• _Excerpt_
# Help Identifying engine part



## EdR (Sep 2, 2014)

Hi. Doing a rear main seal replacement on my 69 GTO and found this loose in the block. No clue what it is. Any help?


----------



## geeteeohguy (Feb 2, 2008)

I even called a couple of co-workers over to check it out....no idea. No harm done,if the engine runs well. WAY too big to be picked up by the oil pump. Could it be a strange looking roller rocker roller or roller lifter roller gone astray? That would be my only guess.


----------



## 05GTO (Oct 6, 2004)

It may be a Push Rod Seat,


----------



## EdR (Sep 2, 2014)

geeteeohguy said:


> I even called a couple of co-workers over to check it out....no idea. No harm done,if the engine runs well. WAY too big to be picked up by the oil pump. Could it be a strange looking roller rocker roller or roller lifter roller gone astray? That would be my only guess.

• _Data lines_
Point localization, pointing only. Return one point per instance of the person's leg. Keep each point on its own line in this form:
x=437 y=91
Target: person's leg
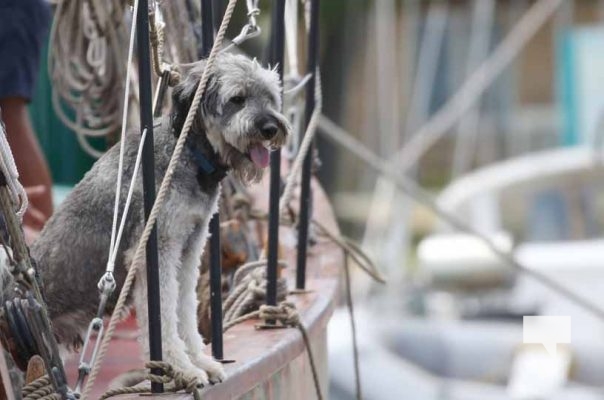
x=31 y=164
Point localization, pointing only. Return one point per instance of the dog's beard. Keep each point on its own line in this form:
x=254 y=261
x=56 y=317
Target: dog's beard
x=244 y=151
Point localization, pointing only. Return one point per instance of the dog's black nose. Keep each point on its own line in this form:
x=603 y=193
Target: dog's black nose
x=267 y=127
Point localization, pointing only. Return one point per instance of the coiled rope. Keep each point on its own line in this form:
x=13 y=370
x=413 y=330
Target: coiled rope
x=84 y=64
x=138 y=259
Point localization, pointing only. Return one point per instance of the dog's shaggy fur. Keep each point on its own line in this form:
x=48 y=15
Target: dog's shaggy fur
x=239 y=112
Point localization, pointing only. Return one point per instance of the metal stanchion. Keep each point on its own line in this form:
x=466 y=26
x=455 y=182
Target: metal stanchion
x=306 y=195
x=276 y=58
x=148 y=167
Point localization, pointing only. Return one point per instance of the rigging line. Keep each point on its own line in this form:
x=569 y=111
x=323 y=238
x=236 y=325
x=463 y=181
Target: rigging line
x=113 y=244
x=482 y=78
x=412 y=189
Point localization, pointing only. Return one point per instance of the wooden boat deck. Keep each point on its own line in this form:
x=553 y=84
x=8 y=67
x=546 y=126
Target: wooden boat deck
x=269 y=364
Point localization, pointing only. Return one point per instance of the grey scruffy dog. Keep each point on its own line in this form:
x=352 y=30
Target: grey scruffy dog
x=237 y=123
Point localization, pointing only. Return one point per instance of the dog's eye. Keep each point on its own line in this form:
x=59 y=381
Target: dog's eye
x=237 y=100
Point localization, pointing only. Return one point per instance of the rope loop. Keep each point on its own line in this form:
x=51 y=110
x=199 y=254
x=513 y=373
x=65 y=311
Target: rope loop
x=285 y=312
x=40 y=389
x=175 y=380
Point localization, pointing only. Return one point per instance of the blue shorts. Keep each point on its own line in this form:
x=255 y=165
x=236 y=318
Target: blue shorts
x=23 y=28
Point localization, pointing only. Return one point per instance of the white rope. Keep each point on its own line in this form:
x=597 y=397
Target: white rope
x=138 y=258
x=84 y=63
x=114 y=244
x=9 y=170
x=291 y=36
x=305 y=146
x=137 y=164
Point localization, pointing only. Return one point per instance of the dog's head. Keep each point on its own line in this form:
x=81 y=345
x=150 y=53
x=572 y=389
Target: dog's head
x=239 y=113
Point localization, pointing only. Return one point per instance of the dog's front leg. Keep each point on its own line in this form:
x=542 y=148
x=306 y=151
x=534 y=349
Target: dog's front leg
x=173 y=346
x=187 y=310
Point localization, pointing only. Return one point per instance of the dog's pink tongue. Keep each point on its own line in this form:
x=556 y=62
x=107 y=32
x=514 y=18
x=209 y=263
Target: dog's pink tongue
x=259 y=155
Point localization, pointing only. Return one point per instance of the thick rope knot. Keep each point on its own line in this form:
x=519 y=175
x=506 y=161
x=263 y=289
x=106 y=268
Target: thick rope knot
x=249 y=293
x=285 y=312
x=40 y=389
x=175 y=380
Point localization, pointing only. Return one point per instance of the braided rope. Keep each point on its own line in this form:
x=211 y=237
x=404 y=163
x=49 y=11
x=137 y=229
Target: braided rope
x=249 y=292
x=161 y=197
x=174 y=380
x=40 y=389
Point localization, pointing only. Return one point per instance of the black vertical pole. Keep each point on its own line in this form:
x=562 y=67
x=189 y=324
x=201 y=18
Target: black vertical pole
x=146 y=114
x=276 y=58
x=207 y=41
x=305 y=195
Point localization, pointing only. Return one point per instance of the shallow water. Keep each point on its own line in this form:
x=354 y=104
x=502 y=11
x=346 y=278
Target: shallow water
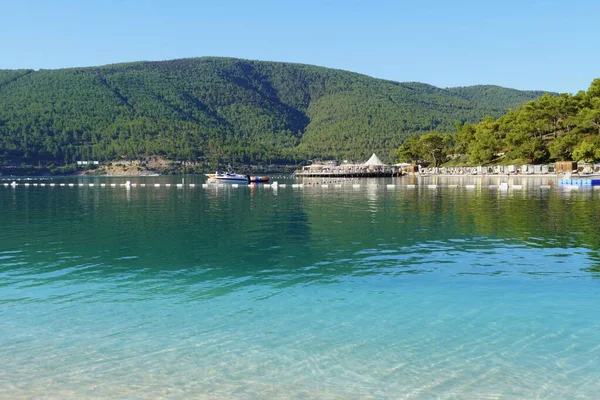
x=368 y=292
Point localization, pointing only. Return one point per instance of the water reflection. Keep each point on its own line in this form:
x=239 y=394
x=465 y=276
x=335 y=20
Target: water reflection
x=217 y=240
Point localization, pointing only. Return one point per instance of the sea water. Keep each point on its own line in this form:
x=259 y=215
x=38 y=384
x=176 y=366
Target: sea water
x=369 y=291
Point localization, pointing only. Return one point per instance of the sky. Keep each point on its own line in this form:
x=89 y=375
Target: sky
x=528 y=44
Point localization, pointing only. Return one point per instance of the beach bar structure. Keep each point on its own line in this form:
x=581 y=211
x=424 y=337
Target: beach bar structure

• _Given instruction 1_
Print everything in the GTO engine part thread from "## geeteeohguy (Feb" down to "(Oct 6, 2004)", word for word.
• _Given instruction 2_
Give what follows the last post shown in the GTO engine part thread.

• _Written response 1_
## geeteeohguy (Feb 2, 2008)

I even called a couple of co-workers over to check it out....no idea. No harm done,if the engine runs well. WAY too big to be picked up by the oil pump. Could it be a strange looking roller rocker roller or roller lifter roller gone astray? That would be my only guess.


----------



## 05GTO (Oct 6, 2004)

• _Written response 2_
Solved! You were on the right track. Its the top of a hydrological lifter. The part that goes inside under the clip. Not from any of the ones I had in there, but that's what it is. Must have been a left over from a previous owner cam swap? Anyway... Thanks for setting me on the right track! Now I can sleep at night.


----------



## EdR (Sep 2, 2014)

05GTO said:


> It may be a Push Rod Seat,


You nailed it!


----------



## geeteeohguy (Feb 2, 2008)

Great call, 05!!


----------



## PontiacJim (Dec 29, 2012)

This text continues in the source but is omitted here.